TO BE DONE: Every line from the one with "For this evaluation, locate the green" to the end of the data needs to be copied exactly, and no line before it.

--- Start of RECORDS FOR PROCESSING ---

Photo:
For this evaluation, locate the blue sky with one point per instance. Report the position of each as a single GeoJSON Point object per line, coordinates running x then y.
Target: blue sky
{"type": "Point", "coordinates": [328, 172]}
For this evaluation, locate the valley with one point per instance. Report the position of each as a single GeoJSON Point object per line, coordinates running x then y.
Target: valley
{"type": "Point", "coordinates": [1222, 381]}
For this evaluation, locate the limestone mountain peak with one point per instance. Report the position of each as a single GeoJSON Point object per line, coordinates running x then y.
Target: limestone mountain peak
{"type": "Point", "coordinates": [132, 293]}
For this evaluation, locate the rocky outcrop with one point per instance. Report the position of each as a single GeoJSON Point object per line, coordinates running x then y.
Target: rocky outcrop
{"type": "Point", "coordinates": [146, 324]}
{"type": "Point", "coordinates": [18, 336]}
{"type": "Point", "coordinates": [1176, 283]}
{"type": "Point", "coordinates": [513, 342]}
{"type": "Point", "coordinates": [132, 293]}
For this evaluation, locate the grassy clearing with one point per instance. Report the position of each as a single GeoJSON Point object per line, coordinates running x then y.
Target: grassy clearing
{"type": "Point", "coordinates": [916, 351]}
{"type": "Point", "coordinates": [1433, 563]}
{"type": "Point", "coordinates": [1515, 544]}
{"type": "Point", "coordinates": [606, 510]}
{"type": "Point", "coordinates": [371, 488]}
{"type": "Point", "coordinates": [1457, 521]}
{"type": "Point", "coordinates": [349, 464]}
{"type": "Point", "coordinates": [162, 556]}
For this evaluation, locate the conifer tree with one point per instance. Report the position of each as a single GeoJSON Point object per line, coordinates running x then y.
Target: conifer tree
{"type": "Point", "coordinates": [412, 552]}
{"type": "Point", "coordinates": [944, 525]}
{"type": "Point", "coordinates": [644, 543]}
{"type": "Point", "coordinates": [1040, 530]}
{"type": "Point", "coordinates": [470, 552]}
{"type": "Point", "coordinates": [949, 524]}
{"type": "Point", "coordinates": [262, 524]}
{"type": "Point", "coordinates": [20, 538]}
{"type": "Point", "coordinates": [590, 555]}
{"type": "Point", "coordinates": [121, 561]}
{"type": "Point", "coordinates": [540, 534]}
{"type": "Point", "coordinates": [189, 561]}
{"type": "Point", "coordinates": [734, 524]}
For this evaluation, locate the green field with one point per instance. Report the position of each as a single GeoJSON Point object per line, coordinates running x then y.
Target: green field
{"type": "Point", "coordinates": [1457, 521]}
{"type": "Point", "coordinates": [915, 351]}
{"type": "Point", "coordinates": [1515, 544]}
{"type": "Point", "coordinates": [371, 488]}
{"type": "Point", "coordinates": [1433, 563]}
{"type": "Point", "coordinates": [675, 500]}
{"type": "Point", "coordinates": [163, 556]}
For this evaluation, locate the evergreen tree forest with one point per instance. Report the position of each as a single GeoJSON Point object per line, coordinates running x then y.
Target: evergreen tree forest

--- End of RECORDS FOR PROCESSING ---

SOLUTION FOR THIS TASK:
For this evaluation, locate the green field with one point per instance. Report the position of each as a single GeoJSON Point object per line, coordinates running x then y.
Target: green field
{"type": "Point", "coordinates": [1457, 521]}
{"type": "Point", "coordinates": [915, 351]}
{"type": "Point", "coordinates": [1515, 544]}
{"type": "Point", "coordinates": [371, 488]}
{"type": "Point", "coordinates": [1433, 563]}
{"type": "Point", "coordinates": [675, 500]}
{"type": "Point", "coordinates": [163, 556]}
For this evaluation, locate the evergreen tree forest with one point per instance. Report the position of each as a single GeoJSON Point object per line, coordinates running x then y.
Target: evergreen tree forest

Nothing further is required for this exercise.